--- begin ITEMS ---

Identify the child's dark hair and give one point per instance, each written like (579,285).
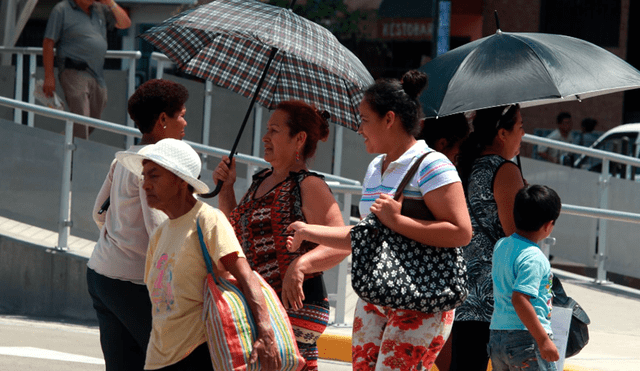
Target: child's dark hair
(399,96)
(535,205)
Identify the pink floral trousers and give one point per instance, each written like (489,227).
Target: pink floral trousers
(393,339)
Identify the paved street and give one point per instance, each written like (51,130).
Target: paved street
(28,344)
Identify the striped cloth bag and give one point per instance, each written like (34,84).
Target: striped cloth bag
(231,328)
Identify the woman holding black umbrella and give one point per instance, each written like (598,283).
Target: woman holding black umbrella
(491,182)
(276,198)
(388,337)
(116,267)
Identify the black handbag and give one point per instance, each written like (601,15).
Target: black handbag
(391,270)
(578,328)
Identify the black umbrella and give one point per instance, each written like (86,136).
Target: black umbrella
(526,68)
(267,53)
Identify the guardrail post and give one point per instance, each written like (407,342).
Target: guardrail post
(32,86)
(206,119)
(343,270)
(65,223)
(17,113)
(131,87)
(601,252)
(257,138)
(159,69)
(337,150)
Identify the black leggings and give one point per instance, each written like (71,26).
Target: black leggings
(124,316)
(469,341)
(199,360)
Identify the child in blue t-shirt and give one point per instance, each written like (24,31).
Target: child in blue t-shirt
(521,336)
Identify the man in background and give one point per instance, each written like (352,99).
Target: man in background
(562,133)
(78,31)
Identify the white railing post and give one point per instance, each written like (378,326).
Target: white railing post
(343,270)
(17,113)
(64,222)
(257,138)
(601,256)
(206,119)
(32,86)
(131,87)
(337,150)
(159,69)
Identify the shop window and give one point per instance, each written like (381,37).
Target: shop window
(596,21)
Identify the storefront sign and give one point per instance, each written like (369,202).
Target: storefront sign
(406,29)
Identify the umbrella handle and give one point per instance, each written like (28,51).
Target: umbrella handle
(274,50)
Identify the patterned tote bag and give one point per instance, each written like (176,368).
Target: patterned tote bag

--- end ITEMS ---
--- begin ITEMS ---

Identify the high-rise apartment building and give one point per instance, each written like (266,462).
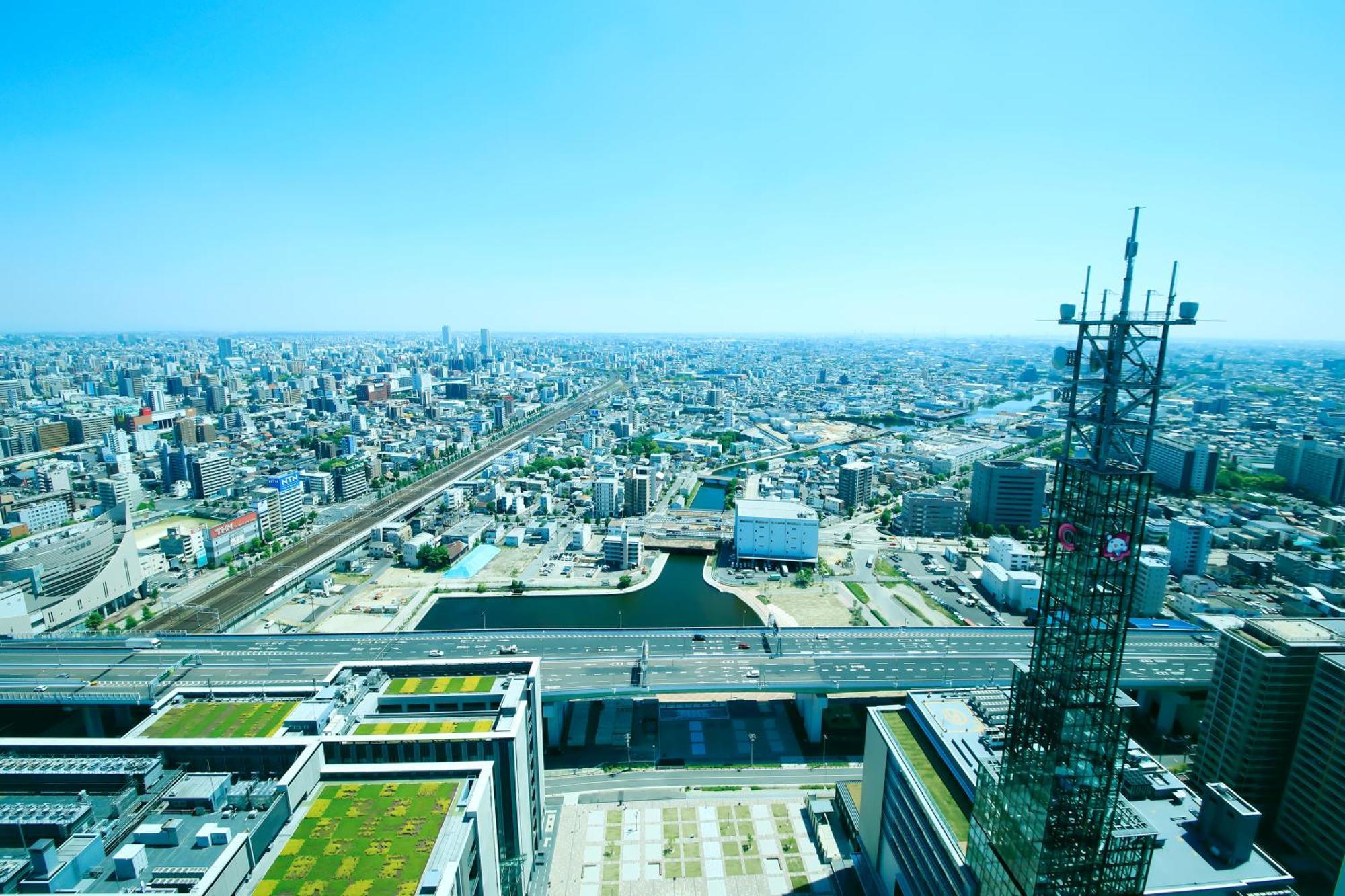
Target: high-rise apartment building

--- end ITEMS ---

Please render the lines of the items above as a JSON list of strings, one string per line and no blank lines. Start with the line containing "Identify the black leggings" and go on through the line containing "Target: patterned tote bag", including both.

[
  "Identify the black leggings and give one point per instance, each written like (71,26).",
  "Target: black leggings",
  "(124,316)",
  "(469,341)",
  "(199,360)",
  "Identify the child in blue t-shirt and give one point per instance, each written like (24,31).",
  "Target: child in blue t-shirt",
  "(521,336)",
  "Identify the man in background and give one point per instance, each written like (352,99).",
  "Target: man in background",
  "(562,133)",
  "(78,31)",
  "Identify the white railing post and give one point per instance, each written like (378,326).",
  "Target: white railing post",
  "(343,270)",
  "(17,113)",
  "(64,222)",
  "(257,138)",
  "(601,256)",
  "(206,119)",
  "(32,86)",
  "(131,87)",
  "(337,150)",
  "(159,69)",
  "Identify the shop window and give one point per instance, each written like (381,37).",
  "Target: shop window",
  "(596,21)",
  "Identify the storefront sign and give one point per instance, each written like (369,202).",
  "Target: storefront sign",
  "(406,29)",
  "Identify the umbrella handle and give one point per instance, each written like (28,51).",
  "Target: umbrella handle",
  "(274,50)",
  "Identify the patterned tote bag and give one point per instance, each written like (176,368).",
  "Target: patterned tote bag"
]